ENTRIES SUPPLIED START

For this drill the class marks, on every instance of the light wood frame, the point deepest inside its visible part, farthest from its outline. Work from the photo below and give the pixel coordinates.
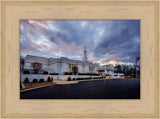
(13, 11)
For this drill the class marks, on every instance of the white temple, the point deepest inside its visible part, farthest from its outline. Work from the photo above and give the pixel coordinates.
(62, 64)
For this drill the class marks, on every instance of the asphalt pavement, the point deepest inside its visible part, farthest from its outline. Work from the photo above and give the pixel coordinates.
(95, 89)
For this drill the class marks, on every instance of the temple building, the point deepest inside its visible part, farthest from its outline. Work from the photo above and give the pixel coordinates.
(62, 65)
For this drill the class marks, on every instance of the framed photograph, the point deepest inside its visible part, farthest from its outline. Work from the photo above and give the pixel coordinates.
(80, 59)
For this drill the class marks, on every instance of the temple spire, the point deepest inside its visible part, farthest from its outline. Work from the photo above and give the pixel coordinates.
(85, 54)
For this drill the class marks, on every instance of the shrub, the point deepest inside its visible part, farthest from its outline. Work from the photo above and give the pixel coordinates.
(20, 86)
(35, 80)
(68, 79)
(53, 73)
(41, 80)
(26, 80)
(45, 72)
(26, 72)
(49, 79)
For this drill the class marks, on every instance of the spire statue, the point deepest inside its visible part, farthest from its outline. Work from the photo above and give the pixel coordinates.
(85, 54)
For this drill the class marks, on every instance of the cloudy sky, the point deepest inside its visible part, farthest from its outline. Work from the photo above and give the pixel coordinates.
(117, 40)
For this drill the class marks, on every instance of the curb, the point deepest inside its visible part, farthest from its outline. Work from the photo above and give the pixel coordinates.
(36, 88)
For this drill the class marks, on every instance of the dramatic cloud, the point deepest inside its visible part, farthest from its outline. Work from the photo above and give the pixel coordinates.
(105, 39)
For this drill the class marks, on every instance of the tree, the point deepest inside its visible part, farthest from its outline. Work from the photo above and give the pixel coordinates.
(22, 64)
(75, 70)
(36, 67)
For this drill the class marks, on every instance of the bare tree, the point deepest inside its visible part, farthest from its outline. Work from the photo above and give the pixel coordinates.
(137, 59)
(36, 66)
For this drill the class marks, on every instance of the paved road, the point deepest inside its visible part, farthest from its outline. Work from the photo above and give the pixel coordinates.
(97, 89)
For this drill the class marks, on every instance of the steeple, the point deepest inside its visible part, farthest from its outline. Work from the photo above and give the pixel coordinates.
(85, 54)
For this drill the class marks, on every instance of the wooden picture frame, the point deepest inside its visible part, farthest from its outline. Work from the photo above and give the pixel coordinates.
(12, 11)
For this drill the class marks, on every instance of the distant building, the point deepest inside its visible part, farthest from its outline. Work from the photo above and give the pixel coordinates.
(62, 64)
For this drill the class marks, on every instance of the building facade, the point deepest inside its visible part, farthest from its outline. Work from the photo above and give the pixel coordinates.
(62, 65)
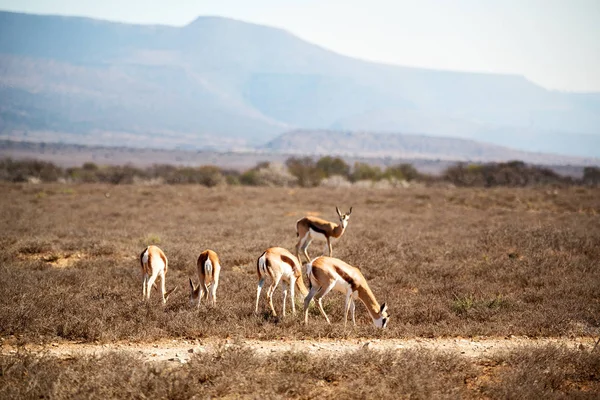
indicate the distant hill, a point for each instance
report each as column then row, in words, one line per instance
column 378, row 145
column 218, row 83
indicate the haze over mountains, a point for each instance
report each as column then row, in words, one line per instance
column 224, row 84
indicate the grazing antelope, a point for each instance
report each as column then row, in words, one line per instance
column 154, row 263
column 327, row 273
column 209, row 268
column 280, row 265
column 308, row 227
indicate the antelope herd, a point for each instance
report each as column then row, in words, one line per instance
column 324, row 273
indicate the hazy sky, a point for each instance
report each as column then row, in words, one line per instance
column 555, row 43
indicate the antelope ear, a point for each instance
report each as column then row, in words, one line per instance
column 383, row 308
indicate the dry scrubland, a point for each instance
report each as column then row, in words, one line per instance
column 448, row 262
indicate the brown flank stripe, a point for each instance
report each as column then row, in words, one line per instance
column 316, row 229
column 346, row 277
column 288, row 261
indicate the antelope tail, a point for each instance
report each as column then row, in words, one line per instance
column 208, row 267
column 261, row 265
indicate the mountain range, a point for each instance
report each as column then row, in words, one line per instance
column 223, row 84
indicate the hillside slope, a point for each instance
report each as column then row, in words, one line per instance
column 220, row 83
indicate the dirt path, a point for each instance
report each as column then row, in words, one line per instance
column 181, row 350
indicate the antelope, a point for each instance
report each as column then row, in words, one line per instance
column 209, row 268
column 309, row 226
column 280, row 265
column 154, row 263
column 327, row 273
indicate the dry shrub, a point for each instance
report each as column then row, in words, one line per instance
column 549, row 372
column 447, row 261
column 238, row 372
column 513, row 173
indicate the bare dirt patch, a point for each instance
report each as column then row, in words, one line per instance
column 182, row 350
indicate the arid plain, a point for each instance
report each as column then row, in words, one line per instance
column 452, row 264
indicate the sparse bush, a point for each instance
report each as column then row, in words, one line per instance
column 513, row 173
column 23, row 170
column 402, row 172
column 305, row 170
column 363, row 171
column 591, row 176
column 336, row 181
column 331, row 166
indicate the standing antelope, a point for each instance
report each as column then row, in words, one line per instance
column 309, row 226
column 280, row 265
column 154, row 263
column 327, row 273
column 209, row 269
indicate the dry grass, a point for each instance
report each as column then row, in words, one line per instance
column 529, row 373
column 448, row 262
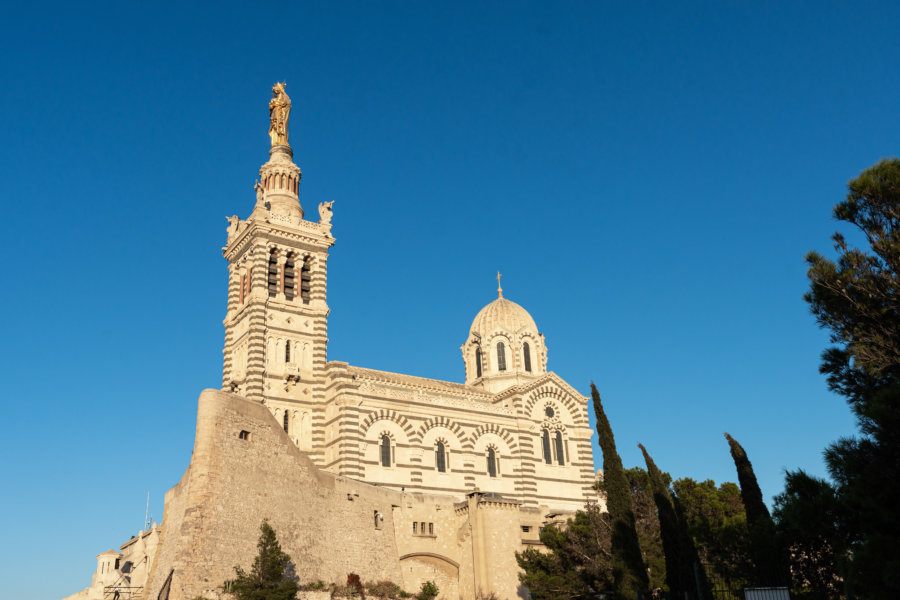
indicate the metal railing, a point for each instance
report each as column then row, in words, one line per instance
column 123, row 592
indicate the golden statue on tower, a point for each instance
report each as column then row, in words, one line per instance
column 279, row 112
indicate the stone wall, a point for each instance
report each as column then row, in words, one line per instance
column 212, row 517
column 245, row 469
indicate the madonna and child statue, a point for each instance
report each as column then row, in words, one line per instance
column 279, row 113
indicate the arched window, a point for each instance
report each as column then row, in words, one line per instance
column 440, row 457
column 545, row 439
column 477, row 362
column 305, row 280
column 385, row 451
column 290, row 274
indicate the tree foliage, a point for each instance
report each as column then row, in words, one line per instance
column 267, row 579
column 628, row 569
column 717, row 522
column 856, row 298
column 808, row 514
column 681, row 559
column 647, row 524
column 577, row 563
column 769, row 560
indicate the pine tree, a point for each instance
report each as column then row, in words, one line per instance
column 856, row 297
column 629, row 571
column 266, row 579
column 769, row 560
column 681, row 554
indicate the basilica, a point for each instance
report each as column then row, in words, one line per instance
column 387, row 475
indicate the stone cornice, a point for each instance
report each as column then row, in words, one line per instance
column 549, row 377
column 307, row 232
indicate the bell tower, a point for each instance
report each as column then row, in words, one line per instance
column 276, row 325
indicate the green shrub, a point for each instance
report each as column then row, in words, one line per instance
column 429, row 591
column 385, row 590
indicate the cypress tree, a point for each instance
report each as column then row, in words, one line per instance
column 629, row 571
column 267, row 579
column 768, row 558
column 668, row 529
column 678, row 545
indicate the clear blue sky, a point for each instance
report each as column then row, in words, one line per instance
column 647, row 176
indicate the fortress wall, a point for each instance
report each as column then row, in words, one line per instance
column 212, row 517
column 173, row 515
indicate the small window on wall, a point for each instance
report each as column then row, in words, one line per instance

ENTRIES SUPPLIED END

PROMPT — Please repeat all of the entries above word for word, but drop any pictures.

EXERCISE RESPONSE —
For this drill the class marks, on every instance of the light wood frame, the point deepest inside its visible part, farthest from its outline. Work from the photo below and give the pixel coordinates.
(13, 11)
For this drill the class marks, on every instance of the white temple, the point deepest inside its visible part, farthest from its outline. Work from the photo above and give the pixel coordinates.
(62, 64)
For this drill the class marks, on every instance of the asphalt pavement, the point deepest inside its visible part, farthest from its outline. Work from the photo above and give the pixel coordinates.
(95, 89)
For this drill the class marks, on every instance of the temple building, the point deepest inside its visible part, farthest from its outline. Work from the photo above and give the pixel coordinates.
(62, 65)
For this drill the class marks, on every instance of the framed photograph, the point deepest inside its visible part, farthest from its outline. Work from the photo above and give the pixel coordinates.
(80, 59)
For this drill the class marks, on every instance of the temple spire, the point deepest inside its visible part, farthest from its outline. Work from the photo above and give the pixel coordinates.
(85, 54)
For this drill the class marks, on every instance of the shrub, the point deepest inside its visible part, farthest from its outline. Work from the photo above and give the pixel coordinates.
(20, 86)
(35, 80)
(68, 79)
(53, 73)
(41, 80)
(26, 80)
(45, 72)
(26, 72)
(49, 79)
For this drill the class marks, on every instance of the spire statue, the point deepest inside its visible part, farthest from its outline. Work from the photo above and give the pixel coordinates.
(85, 54)
For this drill the class marks, on every instance of the cloudy sky, the point deepest inside its visible part, farthest from its outline. Work from the photo above and give the pixel coordinates.
(117, 40)
For this drill the class marks, on every instance of the curb, the point deepest inside its visible part, farthest from its outline. Work from the photo above and give the pixel coordinates.
(36, 88)
For this drill the class marks, on every instance of the dramatic cloud, the point deepest inside its visible part, farthest from its outline. Work from the photo above and give the pixel coordinates.
(105, 39)
For this drill the class marks, on every instance of the tree, the point deepest inside its visible part, farthest from its outline. Work from the photo above and give the pixel coordinates.
(22, 64)
(75, 70)
(36, 67)
For this drill the class marks, on every instance of the bare tree, the point deepest inside its visible part, farthest from its outline. Work from the photo above and give the pixel coordinates.
(137, 59)
(36, 66)
For this drill the class marks, on every instance of the paved road, the point deepest inside its visible part, farthest from its outline. Work from the photo above and give the pixel coordinates.
(97, 89)
For this drill the class marks, on every instance of the steeple, the point deepest inside its visible part, farthest from its outline. Work from the photo above and give the pixel coordinates.
(85, 54)
For this drill the class marks, on every instance of the wooden picture frame, the point deepest inside its visible part, farthest from its outline. Work from the photo above and give the pixel coordinates.
(12, 11)
For this drill the class marks, on every instance of the distant building, the point deepest inside its visible part, farthest from its outline. Work from the photo above and give the pixel coordinates.
(62, 64)
For this drill the class marks, on every instance of the building facade, the point deepest inside its visible part, farthest from its outline. Work from the photo above and give the pixel coordinates.
(62, 65)
indicate the distant hill, a point for each instance
report each as column then row, in words, one line per instance
column 378, row 145
column 218, row 83
indicate the haze over mountains, a point for each instance
report each as column then row, in words, one line per instance
column 224, row 84
indicate the grazing antelope, a point for each instance
report each as column then row, in words, one line per instance
column 154, row 263
column 327, row 273
column 209, row 268
column 280, row 265
column 308, row 227
indicate the antelope herd, a point for each instance
report each as column then row, in words, one line per instance
column 324, row 273
indicate the hazy sky, a point for each instance
report each as column then row, in words, one line per instance
column 555, row 43
indicate the antelope ear, a point for each instance
report each as column then row, in words, one line per instance
column 383, row 308
indicate the dry scrubland, a point for each instance
report each as column then row, in words, one line per instance
column 448, row 262
indicate the brown flank stripe, a point for each instance
report each as column then row, in words, one line per instance
column 316, row 229
column 346, row 277
column 288, row 261
indicate the antelope tail, a point for each instance
report each as column then row, in words, one line per instance
column 208, row 267
column 261, row 265
indicate the mountain range, a point for each instance
report each as column then row, in words, one line per instance
column 223, row 84
indicate the hillside slope, a point for each instance
report each as column then row, in words, one line per instance
column 220, row 83
indicate the dirt path, a point for each instance
report each as column then row, in words, one line per instance
column 181, row 350
indicate the antelope, a point for each instance
report each as column then row, in words, one line per instance
column 209, row 268
column 309, row 226
column 280, row 265
column 154, row 263
column 327, row 273
indicate the dry shrub, a point for each instance
report each as column then row, in words, one line per instance
column 549, row 372
column 447, row 261
column 238, row 372
column 513, row 173
indicate the bare dirt patch, a point for each instance
report each as column then row, in words, one line per instance
column 182, row 350
indicate the arid plain, a point for each instance
report each as column then row, in words, one line per instance
column 452, row 264
indicate the sparse bush, a point for each instance
report each as column then row, in words, one line per instance
column 513, row 173
column 23, row 170
column 402, row 172
column 305, row 170
column 363, row 171
column 591, row 176
column 336, row 181
column 331, row 166
indicate the standing antelope, a point for each instance
report each as column then row, in words, one line per instance
column 309, row 226
column 280, row 265
column 154, row 263
column 327, row 273
column 209, row 269
indicate the dry grass, a point for each instance
report each as column then row, in words, one line per instance
column 529, row 373
column 448, row 262
indicate the metal railing, a point for each instance
report each as column then row, in words, one line per instance
column 123, row 592
indicate the golden statue on tower, a point for each instance
report each as column then row, in words, one line per instance
column 279, row 112
indicate the stone wall, a point for each instance
report each as column then row, in words, one line per instance
column 212, row 517
column 245, row 469
indicate the madonna and child statue, a point for each instance
report each as column then row, in words, one line per instance
column 279, row 113
indicate the arched window, a point for each instance
report each as column then row, in words, one line per instance
column 440, row 457
column 545, row 439
column 477, row 362
column 305, row 280
column 385, row 451
column 290, row 274
indicate the tree foliage, a point for each instance
report each as column then row, in words, one line per instance
column 267, row 579
column 628, row 569
column 717, row 522
column 856, row 298
column 808, row 514
column 681, row 559
column 647, row 524
column 577, row 563
column 769, row 560
indicate the pine tree, a point for each instance
report each as column then row, in words, one line per instance
column 856, row 297
column 629, row 571
column 266, row 579
column 769, row 560
column 681, row 554
indicate the basilica, a point for each instance
report each as column then row, in words, one line per instance
column 387, row 475
indicate the stone cornice, a point for each instance
report each as column then row, in words, one line per instance
column 549, row 377
column 307, row 232
indicate the bell tower, a point for each instance
report each as column then row, in words, one line per instance
column 276, row 325
indicate the green shrub, a point for each instance
report each as column then row, in words, one line per instance
column 429, row 591
column 385, row 590
indicate the cypress tree, a point for each instance
report each as column then row, in words, one line per instance
column 629, row 571
column 267, row 579
column 768, row 558
column 668, row 529
column 678, row 545
indicate the clear blue sky, a point for each instance
report each as column then row, in words, one line per instance
column 647, row 176
indicate the fortress wall, a point for each instance
report each as column then row, in words, one line per instance
column 212, row 517
column 173, row 515
indicate the small window on wall, a point for each instance
report each as column then row, in words, one line per instance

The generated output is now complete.